<<<<
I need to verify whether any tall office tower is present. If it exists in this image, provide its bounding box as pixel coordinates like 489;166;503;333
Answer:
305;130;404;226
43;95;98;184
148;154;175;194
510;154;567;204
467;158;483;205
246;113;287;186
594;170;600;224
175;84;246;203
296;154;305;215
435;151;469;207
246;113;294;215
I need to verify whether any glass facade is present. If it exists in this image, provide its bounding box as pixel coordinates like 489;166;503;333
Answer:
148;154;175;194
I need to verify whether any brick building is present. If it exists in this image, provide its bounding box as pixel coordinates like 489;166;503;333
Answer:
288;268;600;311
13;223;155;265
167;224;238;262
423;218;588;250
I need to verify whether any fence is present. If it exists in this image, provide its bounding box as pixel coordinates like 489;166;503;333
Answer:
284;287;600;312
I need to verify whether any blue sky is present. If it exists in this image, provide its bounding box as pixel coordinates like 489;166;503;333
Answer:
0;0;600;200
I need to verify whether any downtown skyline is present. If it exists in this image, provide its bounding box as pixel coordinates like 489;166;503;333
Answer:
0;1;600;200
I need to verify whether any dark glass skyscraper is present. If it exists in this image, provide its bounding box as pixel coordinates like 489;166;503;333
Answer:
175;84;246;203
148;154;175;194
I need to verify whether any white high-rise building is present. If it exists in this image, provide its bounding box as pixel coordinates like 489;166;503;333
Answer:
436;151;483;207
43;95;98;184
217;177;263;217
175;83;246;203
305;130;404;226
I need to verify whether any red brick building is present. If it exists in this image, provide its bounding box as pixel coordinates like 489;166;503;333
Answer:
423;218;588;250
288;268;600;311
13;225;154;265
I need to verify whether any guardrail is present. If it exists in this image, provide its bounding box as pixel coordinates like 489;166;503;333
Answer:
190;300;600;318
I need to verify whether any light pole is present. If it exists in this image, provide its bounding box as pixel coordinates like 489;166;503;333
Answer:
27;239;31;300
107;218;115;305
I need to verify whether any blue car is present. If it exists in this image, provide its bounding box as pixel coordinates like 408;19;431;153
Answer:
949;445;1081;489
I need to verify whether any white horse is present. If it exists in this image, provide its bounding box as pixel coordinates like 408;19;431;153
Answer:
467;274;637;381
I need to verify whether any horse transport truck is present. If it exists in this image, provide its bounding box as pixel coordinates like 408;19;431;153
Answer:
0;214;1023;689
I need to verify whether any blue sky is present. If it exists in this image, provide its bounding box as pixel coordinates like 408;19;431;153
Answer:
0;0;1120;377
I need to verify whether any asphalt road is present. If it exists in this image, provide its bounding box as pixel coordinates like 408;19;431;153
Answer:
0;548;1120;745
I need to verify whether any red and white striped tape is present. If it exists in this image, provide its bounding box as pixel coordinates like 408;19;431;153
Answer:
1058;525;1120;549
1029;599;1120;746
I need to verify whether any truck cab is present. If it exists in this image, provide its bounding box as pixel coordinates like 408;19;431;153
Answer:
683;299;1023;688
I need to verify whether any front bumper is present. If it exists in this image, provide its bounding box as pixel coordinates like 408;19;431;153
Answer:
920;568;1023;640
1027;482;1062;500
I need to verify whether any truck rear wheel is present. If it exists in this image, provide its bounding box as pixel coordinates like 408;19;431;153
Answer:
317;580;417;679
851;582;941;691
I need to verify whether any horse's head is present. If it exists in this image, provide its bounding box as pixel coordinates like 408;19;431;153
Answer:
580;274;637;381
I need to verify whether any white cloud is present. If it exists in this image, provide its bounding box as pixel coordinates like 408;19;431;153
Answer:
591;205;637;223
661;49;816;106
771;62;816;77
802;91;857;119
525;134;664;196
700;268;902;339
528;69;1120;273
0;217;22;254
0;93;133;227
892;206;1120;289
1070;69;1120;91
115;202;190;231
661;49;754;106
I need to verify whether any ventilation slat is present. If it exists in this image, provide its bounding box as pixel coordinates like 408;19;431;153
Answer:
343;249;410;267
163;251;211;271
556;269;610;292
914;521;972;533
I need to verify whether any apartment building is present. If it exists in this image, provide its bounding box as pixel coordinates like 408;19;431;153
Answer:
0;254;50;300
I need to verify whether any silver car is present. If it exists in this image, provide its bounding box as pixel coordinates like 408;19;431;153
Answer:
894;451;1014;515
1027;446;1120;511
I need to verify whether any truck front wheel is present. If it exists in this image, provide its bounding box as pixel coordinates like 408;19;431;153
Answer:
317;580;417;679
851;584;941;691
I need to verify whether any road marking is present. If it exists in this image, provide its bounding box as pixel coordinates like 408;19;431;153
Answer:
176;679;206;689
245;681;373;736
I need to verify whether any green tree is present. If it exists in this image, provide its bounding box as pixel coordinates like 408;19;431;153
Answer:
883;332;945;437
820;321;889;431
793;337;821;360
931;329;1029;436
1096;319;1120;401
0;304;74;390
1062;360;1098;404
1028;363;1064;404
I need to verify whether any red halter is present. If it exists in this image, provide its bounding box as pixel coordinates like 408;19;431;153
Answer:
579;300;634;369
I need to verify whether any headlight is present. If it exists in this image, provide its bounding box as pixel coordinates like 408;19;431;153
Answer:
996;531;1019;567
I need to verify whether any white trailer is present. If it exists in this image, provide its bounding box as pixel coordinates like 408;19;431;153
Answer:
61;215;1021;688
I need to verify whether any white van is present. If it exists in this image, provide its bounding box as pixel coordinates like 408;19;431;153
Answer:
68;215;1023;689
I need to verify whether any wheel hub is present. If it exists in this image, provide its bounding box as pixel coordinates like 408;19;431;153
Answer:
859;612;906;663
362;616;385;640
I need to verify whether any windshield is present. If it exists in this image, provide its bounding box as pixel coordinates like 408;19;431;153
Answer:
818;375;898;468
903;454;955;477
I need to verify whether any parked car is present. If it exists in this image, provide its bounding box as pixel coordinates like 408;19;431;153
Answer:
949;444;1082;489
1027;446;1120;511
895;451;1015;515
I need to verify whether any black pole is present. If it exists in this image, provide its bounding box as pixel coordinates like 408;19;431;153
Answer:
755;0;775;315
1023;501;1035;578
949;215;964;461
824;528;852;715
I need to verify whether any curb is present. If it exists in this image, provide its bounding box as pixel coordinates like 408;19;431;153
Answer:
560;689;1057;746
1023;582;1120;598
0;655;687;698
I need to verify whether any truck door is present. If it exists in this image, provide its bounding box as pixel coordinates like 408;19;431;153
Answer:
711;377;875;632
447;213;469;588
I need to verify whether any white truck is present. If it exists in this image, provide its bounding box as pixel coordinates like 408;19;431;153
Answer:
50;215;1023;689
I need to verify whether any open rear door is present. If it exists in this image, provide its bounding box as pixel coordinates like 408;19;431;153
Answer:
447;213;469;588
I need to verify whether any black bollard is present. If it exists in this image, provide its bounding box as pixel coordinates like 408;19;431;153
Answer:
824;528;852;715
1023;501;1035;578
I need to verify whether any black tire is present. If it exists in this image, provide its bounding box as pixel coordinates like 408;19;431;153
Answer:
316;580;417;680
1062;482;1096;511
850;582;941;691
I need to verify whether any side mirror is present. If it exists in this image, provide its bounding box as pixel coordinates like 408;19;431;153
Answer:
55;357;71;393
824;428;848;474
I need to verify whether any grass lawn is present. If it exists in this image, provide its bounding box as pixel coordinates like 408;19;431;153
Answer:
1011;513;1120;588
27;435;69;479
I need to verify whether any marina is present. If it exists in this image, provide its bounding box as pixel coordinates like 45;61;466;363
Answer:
>>>>
- [What the task requires]
Please copy every row above word for word, with nothing changed.

- [Solution]
I need to verify whether any tall office tower is present. If it exists in this image, provide its bounding box as pixel coordinates like 489;166;503;333
Answer:
305;130;404;226
43;95;98;184
148;154;175;194
510;154;567;204
467;158;483;205
246;113;287;186
594;170;600;224
175;84;246;203
296;154;305;215
435;151;469;207
246;113;294;215
I need to verify whether any glass facade is present. If it exists in this image, provide its bounding box as pixel coordinates like 489;166;503;333
Answer:
148;154;175;194
I need to verify whether any brick building is present. If it exists in this image, provide its bounding box as pixel coordinates like 489;166;503;333
Answer:
288;268;600;311
13;223;155;265
167;224;238;262
423;218;588;250
I need to verify whether any fence is present. If it exists in this image, provide its bounding box as pixel coordinates like 489;166;503;333
Answer:
284;287;600;312
I need to verify whether any blue sky is present. If it exists in this image, provide its bounding box as pixel coordinates like 489;166;503;333
Answer:
0;0;600;200
I need to verify whether any downtown skyline is present. If it exists in this image, provide its bounding box as pixel coordinates like 489;166;503;333
Answer:
0;1;600;200
I need to verify whether any dark glass skyscraper is present. If it exists in this image, provide its bounding box as pixel coordinates like 489;166;503;333
Answer:
175;84;246;203
148;154;175;194
I need to verify whether any white high-rise building is present. If it exists in this image, provide its bounding box as pixel coordinates like 489;166;503;333
Answer:
436;151;483;207
43;95;98;184
217;177;263;217
175;83;246;203
305;130;404;226
I need to verify whether any red brick building is present. If it exists in this image, provide its bounding box as pixel coordinates like 489;166;503;333
Answer:
423;218;588;250
288;268;600;311
13;225;154;265
I need to verify whether any guardrail is present. If it exists in this image, provide its bounding box as pixel coordinates like 489;166;503;333
Answer:
190;300;600;318
I need to verify whether any light pole is present. If it exists in this image, provide its bounding box as pixel coordinates like 489;166;503;333
Answer:
27;239;31;300
107;218;115;305
I need to verify whether any blue car is present. If it exists in this image, provide its bounding box as pixel coordinates like 408;19;431;153
Answer:
949;445;1081;489
I need to verify whether any white horse is present. If it exists in this image, provide its bounding box as pixel coordinates like 408;19;431;153
Answer:
467;274;637;381
I need to verify whether any horse transport truck is present. If it exists in this image, provide its bounding box as pixel coordinates like 408;19;431;153
Answer:
0;214;1023;689
I need to verify whether any blue sky is present. If it exists in this image, provide its bounding box as pixel coordinates like 408;19;431;153
Answer:
0;0;1120;377
I need to verify whether any asphalt road is present. If it exists in this image, provide its bounding box as pixel coordinates like 408;19;431;153
Answer:
0;548;1120;745
I need to verify whether any red and white striped tape is present. If it exists in this image, provide its bounding box as pixel coordinates like 408;19;431;153
Answer:
1058;525;1120;549
1029;599;1120;746
I need to verify whether any truck cab is present. If it exists in this image, provide its bounding box as pixel coordinates like 408;19;431;153
Answer:
683;299;1023;688
I need to verify whether any front bumper is present. If it exists in this image, provide its bounding box as pixel coordinates like 408;19;431;153
Answer:
920;568;1023;640
1027;482;1062;500
I need to verify whether any truck rear wheel is present. If it exists in this image, provide its bounding box as pixel coordinates like 408;19;431;153
Answer:
317;580;417;679
851;582;941;691
I need to verify whether any horse's head is present. If it exists in this image, provide its bounding box as pixel coordinates like 408;19;431;153
Answer:
580;274;637;381
I need to verify whether any white cloud is present. If it exists in this image, provide its bounding box as pixel coordinates like 408;19;431;153
Answer:
591;205;637;223
661;49;816;106
771;62;816;77
802;91;857;119
525;134;664;196
700;268;902;339
528;69;1120;273
0;217;22;254
0;93;133;227
892;206;1120;289
1070;69;1120;91
115;202;190;231
661;49;754;106
I need to verify whether any ventilation slat is present. If it exists in this image, provide its bounding box as pixel coordinates like 408;19;431;153
Answer:
343;249;410;267
163;251;211;271
556;269;610;292
914;521;972;533
I need to verify whether any apartment building is present. If it exists in this image, provide its bounding box as pixel coordinates like 408;19;431;153
Answer:
0;254;50;300
I need to verify whether any silver car is present. If it exists in this image, provide its bounding box as pixel coordinates like 408;19;431;153
Answer:
894;451;1014;515
1027;446;1120;511
I need to verify whether any truck front wheel is present. If it exists in this image, provide its bounding box as pixel coordinates like 408;19;431;153
Answer:
317;580;417;679
851;584;941;691
I need to verify whether any road marking is present. If it exists in this image, provide its bounding box as pixel coordinates like 408;19;431;153
Answer:
176;679;206;689
245;681;373;736
I need to verify whether any green tree is present. If it exists in this image, provide its bounding box as pixel coordinates like 408;19;431;153
Answer:
883;332;945;437
820;321;889;431
793;337;821;360
931;329;1029;436
1096;319;1120;401
0;304;74;390
1062;360;1098;404
1028;363;1064;404
I need to verify whether any red halter is present. If it exists in this image, provide its bounding box as pixel coordinates like 408;19;431;153
Answer:
579;300;634;369
I need to verify whether any headlight is present. If it exists in this image, provide its bounding box as pixel coordinates like 408;19;431;153
Answer:
996;531;1019;567
I need to verify whether any white trailer is present. If it exists in this image, provide its bounding box as pixel coordinates like 408;19;431;153
Answer:
61;215;1021;688
I need to verify whether any white van is present. If it exists in this image, provide its bounding box as pixel coordinates like 408;19;431;153
Answer:
68;215;1023;689
I need to verify whether any wheel hub is present. If it exists in this image, provide its bounding box as pixel coordinates like 408;19;431;153
Answer:
859;612;906;663
362;616;385;640
I need to verify whether any windshield is present. If it exists in this image, provide its bounding box as pixel coordinates like 408;19;431;153
Answer:
818;375;898;468
903;454;955;477
I need to verify whether any parked car is present. If it exists in this image, provide its bounding box as pixel coordinates like 408;19;431;153
Answer:
949;444;1082;489
1027;446;1120;511
895;451;1015;515
I need to verify whether any black pole is present. If it exists in this image, provide its bounding box as pixel coordinates like 408;19;431;153
Answer:
755;0;775;315
1023;501;1035;578
949;215;964;461
824;528;852;715
I need to verify whether any curb is present. If it exists in this image, provide its bounding box as pixel coordinates like 408;19;431;153
Answer:
560;689;1057;746
1023;582;1120;598
0;655;687;698
I need to verify whether any truck door is present. If it exists in this image, provide its bounding box as pixel coordinates like 408;19;431;153
Answer:
711;377;875;632
447;213;469;588
I need to verify whether any white truck is present. If it exists in this image, provide its bounding box as pixel coordinates like 408;19;431;153
Answer:
50;215;1023;689
I need to verify whether any open rear door is present. If it exists in this image, provide its bounding box as pixel coordinates like 408;19;431;153
Answer:
447;213;469;588
I need to verify whether any black bollard is present. If it exists in this image, provide its bounding box as pixel coordinates like 408;19;431;153
Answer:
824;528;852;715
1023;501;1035;578
I need to verify whether any black tire is present. If it exists in this image, provide its bounding box as pixel coordinates like 408;19;431;153
Answer:
316;580;417;680
1062;482;1096;511
850;582;941;691
I need to verify whether any side mirror is present. If it exists in this image, provide its bounding box as pixel coordinates like 408;19;431;153
Answer:
55;357;71;393
824;428;848;474
I need to verify whether any grass lawn is present. If it exists in this image, provide its bounding box as pixel coordinates like 408;19;431;153
Answer:
1011;513;1120;588
27;435;69;479
I need to verify whether any marina is present. If it exists in this image, provide its bounding box as pixel coordinates like 45;61;466;363
Answer:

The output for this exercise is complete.